Instructions to follow: Recast every line of the rows below as a Markdown table with two columns, No. and Line. Number the lines in order and leave out the blank ones.

Excerpt from a data file

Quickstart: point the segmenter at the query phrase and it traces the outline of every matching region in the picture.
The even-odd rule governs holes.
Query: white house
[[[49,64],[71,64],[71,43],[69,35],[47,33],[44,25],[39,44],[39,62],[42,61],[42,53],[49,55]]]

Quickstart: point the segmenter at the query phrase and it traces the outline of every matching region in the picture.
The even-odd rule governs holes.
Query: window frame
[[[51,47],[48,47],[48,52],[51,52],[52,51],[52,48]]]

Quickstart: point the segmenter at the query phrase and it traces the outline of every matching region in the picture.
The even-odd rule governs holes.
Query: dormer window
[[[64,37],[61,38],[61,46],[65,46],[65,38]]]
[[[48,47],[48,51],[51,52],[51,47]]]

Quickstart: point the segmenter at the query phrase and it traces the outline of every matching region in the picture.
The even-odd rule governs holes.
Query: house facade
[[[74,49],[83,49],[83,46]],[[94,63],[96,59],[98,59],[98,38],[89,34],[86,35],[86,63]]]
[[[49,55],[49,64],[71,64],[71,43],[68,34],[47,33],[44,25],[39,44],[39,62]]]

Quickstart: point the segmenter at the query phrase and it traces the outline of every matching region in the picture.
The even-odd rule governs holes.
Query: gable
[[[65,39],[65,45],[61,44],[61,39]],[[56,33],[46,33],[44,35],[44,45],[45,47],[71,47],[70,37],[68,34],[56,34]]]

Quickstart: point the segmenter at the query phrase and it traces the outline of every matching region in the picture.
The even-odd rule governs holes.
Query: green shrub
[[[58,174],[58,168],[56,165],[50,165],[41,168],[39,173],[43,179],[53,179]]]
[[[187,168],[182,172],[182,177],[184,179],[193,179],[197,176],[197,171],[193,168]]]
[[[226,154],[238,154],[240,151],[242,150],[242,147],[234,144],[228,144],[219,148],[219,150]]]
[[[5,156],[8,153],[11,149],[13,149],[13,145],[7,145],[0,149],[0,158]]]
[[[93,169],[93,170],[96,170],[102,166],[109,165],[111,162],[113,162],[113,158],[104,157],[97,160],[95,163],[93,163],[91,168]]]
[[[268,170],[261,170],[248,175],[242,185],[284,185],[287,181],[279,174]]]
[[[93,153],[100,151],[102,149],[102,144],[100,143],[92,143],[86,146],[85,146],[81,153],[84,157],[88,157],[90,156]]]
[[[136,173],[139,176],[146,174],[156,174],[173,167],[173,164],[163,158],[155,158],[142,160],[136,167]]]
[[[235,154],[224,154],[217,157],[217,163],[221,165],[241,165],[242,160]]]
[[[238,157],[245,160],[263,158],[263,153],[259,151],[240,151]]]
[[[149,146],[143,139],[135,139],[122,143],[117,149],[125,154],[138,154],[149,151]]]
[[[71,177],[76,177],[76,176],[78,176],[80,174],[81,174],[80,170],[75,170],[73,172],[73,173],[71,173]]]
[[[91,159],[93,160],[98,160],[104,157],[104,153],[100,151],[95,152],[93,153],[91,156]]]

Response below:
| No. | Line |
|---|---|
| 1 | Quickstart: point the segmenter at the query phrase and it traces the outline of every matching region in the picture. |
| 2 | The even-odd rule governs holes. |
| 3 | Query: white house |
| 4 | [[[49,64],[71,64],[71,43],[69,35],[47,33],[44,25],[39,44],[39,62],[42,61],[42,53],[49,55]]] |
| 5 | Quickstart: point the segmenter at the query phrase and it traces the outline of every matching region in the picture. |
| 6 | The even-odd rule governs holes. |
| 7 | Query: window frame |
| 8 | [[[51,47],[48,47],[48,52],[51,52],[52,51],[52,48]]] |
| 9 | Quickstart: point the segmenter at the query phrase and it traces the outline of every matching region in the picture. |
| 10 | The even-odd rule governs holes. |
| 11 | Query: dormer window |
| 12 | [[[64,37],[61,38],[61,46],[65,46],[65,38]]] |
| 13 | [[[48,47],[48,51],[51,52],[51,47]]] |
| 14 | Quickstart: point the segmenter at the query phrase and it traces the outline of every matching region in the picture. |
| 15 | The even-odd rule governs holes. |
| 16 | Query: house facade |
| 17 | [[[74,49],[83,49],[83,46]],[[94,63],[96,59],[98,59],[98,38],[89,34],[86,35],[86,63]]] |
| 18 | [[[49,55],[49,64],[71,64],[71,43],[68,34],[47,33],[44,25],[39,44],[39,62]]] |
| 19 | Quickstart: point the segmenter at the query phrase and it traces the outline of every matching region in the picture. |
| 20 | The even-odd rule governs holes. |
| 21 | Query: gable |
| 22 | [[[65,39],[65,45],[61,44],[61,39]],[[56,33],[46,33],[44,35],[44,45],[45,47],[71,47],[70,37],[68,34],[56,34]]] |
| 23 | Quickstart: point the segmenter at the query phrase and it traces the outline of every matching region in the picture. |
| 24 | The even-odd rule governs holes. |
| 25 | Query: green shrub |
| 26 | [[[58,174],[58,168],[56,165],[50,165],[41,168],[39,173],[43,179],[53,179]]] |
| 27 | [[[187,168],[182,172],[182,177],[184,179],[193,179],[197,176],[197,171],[193,168]]] |
| 28 | [[[226,154],[238,154],[240,151],[242,150],[242,147],[234,144],[228,144],[219,148],[219,150]]] |
| 29 | [[[5,156],[8,153],[11,149],[13,149],[13,145],[7,145],[0,149],[0,158]]] |
| 30 | [[[93,169],[93,170],[96,170],[102,166],[109,165],[111,162],[113,162],[113,158],[104,157],[97,160],[95,163],[93,163],[91,168]]] |
| 31 | [[[268,170],[261,170],[248,175],[242,185],[284,185],[287,181],[279,174]]] |
| 32 | [[[93,153],[100,151],[102,149],[102,144],[100,143],[92,143],[86,146],[85,146],[81,153],[84,157],[88,157],[90,156]]] |
| 33 | [[[136,173],[139,176],[146,174],[156,174],[173,167],[173,164],[163,158],[155,158],[142,160],[136,167]]] |
| 34 | [[[235,154],[224,154],[217,157],[217,163],[221,165],[241,165],[242,160]]] |
| 35 | [[[238,157],[245,160],[263,158],[263,153],[259,151],[240,151]]] |
| 36 | [[[149,146],[143,139],[135,139],[122,143],[117,149],[125,154],[138,154],[149,151]]] |
| 37 | [[[71,177],[76,177],[76,176],[78,176],[80,174],[81,174],[80,170],[75,170],[73,172],[73,173],[71,173]]] |
| 38 | [[[91,159],[93,160],[98,160],[104,157],[104,153],[100,151],[95,152],[93,153],[91,156]]] |